Document passage ->
(begin)

I don't mean to say that Weinberg is mathematically wrong in his choice. I have been using "wrong" in quotes, because it is after all only my opinion. But no one so far seems to have produced a clear motivation for the opposite convention, aside from just appeal to authority (an authority which I think is fairly limited as far as it goes). Maybe Weinberg did have good reasons, but Weinberg is somewhat unconventional in his entire approach to GR, and he often uses the opposite conventions of others working in that area (cf. Penrose, Hawking, for example). I have no doubt that he had his reasons for choosing these conventions, but so far no one has been able to give a compelling account of those reasons. Sławomir Biały (talk) 12:45, 4 July 2014 (UTC)[reply]

I'm not getting my point through. I am not defending unconventional choices, nor do I say every choice is as good as any other (though I wrote something that could be misinterpreted to that effect above).

(end)

Exercise -> From the discussion of Weinberg's conventions, write out word for word the part that begins with the words containing "I'm not getting" and ends with "that effect above).".

Provided information ->
(begin)

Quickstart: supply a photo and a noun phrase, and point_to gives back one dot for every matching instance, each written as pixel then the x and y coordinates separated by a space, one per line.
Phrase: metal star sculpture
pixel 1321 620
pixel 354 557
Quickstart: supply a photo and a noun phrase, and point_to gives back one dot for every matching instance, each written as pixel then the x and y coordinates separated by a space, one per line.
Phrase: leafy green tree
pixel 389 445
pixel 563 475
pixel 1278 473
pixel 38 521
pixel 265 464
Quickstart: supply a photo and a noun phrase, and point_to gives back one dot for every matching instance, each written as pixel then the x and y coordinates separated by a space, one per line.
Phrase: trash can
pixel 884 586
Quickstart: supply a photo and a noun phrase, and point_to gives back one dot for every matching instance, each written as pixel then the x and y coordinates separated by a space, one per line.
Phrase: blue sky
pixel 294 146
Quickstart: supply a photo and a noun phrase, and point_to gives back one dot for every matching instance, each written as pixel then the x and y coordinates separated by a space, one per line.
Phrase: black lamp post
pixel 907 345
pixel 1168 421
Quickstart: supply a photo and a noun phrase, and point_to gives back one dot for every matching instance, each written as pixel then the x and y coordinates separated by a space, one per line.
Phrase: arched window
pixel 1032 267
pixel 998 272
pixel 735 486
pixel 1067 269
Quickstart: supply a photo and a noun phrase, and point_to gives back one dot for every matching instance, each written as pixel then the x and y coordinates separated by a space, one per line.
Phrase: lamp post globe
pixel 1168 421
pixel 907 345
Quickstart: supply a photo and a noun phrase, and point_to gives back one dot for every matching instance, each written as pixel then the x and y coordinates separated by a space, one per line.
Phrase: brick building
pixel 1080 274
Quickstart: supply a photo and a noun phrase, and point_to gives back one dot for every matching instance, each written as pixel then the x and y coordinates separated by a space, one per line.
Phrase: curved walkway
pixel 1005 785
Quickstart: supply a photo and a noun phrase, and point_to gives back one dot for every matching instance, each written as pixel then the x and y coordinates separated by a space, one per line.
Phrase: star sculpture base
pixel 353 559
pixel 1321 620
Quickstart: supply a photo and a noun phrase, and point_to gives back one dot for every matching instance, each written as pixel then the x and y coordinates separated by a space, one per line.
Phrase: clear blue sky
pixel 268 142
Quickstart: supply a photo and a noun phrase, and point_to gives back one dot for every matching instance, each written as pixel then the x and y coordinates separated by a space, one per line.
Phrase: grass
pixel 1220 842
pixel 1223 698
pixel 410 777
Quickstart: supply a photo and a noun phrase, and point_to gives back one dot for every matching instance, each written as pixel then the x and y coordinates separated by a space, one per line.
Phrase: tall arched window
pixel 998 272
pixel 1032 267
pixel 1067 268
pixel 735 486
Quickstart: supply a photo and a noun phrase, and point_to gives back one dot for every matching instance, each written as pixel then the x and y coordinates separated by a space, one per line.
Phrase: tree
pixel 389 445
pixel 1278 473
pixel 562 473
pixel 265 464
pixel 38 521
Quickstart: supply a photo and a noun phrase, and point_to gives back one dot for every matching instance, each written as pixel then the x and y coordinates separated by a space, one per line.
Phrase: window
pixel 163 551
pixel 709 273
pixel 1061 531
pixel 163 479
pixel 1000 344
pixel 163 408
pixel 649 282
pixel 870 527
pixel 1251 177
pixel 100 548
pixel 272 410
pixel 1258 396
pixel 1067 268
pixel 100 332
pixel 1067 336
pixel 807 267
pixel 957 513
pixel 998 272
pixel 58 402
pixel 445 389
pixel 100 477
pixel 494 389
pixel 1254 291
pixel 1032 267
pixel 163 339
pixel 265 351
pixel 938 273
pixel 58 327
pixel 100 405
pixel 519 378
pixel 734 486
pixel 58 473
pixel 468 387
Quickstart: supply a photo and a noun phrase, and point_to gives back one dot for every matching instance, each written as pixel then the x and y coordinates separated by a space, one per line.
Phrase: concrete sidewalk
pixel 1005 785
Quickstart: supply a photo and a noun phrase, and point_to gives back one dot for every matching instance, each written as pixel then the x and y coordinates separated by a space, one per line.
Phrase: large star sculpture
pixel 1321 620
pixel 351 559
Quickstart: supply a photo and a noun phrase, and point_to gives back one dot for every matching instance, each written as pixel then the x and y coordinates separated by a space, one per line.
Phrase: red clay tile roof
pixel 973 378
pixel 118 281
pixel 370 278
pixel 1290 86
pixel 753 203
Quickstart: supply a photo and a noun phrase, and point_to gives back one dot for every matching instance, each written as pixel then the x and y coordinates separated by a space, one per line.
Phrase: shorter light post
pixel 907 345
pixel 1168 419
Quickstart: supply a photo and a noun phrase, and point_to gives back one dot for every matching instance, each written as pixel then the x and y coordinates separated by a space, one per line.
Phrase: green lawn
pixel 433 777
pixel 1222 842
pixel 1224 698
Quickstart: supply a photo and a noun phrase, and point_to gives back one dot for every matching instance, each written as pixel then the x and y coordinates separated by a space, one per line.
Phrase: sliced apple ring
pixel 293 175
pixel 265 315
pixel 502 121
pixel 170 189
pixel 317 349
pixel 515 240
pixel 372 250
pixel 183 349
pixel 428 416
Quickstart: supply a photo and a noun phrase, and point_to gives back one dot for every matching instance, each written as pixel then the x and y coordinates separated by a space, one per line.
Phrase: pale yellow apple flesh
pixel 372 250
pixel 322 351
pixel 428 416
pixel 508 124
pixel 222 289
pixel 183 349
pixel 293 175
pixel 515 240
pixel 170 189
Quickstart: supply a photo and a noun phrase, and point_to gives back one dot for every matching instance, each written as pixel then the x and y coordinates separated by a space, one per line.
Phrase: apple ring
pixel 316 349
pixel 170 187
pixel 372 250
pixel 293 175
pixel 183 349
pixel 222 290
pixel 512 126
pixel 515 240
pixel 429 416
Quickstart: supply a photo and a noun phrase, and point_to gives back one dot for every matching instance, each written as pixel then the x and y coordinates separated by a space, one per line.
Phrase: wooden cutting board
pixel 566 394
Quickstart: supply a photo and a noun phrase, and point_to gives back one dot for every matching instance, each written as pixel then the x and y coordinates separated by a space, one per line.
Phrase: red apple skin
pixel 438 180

(end)

Worked solution ->
I'm not getting my point through. I am not defending unconventional choices, nor do I say every choice is as good as any other (though I wrote something that could be misinterpreted to that effect above).